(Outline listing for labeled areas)
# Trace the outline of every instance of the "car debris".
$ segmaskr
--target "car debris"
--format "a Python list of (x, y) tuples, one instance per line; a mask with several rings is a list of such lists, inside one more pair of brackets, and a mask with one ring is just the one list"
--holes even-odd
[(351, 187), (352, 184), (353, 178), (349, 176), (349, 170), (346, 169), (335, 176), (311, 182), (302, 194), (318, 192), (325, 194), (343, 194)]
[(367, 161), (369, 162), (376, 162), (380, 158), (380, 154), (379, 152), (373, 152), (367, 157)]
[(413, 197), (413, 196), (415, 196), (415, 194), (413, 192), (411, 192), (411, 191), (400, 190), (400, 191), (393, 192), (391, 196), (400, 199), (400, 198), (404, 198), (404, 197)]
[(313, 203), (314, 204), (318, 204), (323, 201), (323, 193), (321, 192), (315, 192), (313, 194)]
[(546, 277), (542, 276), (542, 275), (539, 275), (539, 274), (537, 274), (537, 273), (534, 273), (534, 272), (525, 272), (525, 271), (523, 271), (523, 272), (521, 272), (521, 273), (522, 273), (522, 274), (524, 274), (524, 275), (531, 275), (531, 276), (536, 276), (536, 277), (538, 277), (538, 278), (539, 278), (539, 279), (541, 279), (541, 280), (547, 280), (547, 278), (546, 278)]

==

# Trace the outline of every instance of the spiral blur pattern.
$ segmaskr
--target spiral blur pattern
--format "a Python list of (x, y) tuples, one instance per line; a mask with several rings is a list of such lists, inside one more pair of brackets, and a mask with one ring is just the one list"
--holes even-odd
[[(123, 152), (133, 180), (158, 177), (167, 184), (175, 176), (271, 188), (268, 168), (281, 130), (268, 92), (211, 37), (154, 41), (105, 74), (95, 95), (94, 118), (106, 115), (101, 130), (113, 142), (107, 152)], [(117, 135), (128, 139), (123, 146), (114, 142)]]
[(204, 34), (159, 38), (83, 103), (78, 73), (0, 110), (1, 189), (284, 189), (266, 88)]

---

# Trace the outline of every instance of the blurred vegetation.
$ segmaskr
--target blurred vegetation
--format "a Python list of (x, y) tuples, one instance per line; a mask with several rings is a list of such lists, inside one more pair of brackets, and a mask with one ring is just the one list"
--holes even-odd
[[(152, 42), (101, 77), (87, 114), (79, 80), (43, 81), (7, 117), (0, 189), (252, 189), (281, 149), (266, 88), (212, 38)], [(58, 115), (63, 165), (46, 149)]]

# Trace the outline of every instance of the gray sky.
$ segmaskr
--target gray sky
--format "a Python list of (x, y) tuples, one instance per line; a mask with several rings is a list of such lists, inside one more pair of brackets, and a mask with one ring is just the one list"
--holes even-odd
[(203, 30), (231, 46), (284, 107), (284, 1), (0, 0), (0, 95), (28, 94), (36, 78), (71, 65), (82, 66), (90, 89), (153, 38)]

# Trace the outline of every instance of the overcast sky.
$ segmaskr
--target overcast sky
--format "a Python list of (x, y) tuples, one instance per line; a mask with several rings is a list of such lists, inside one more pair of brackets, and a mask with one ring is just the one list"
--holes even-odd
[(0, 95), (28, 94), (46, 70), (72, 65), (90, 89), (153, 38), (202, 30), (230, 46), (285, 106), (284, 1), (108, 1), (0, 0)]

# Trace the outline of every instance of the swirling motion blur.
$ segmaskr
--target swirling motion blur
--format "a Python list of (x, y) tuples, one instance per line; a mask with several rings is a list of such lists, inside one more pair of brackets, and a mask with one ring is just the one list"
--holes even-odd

> [WHAT TO PRODUCE]: Collect every line of the listing above that contains the string "motion".

> [THE RESULT]:
# Trace the outline of every instance of the swirling motion blur.
--target swirling motion blur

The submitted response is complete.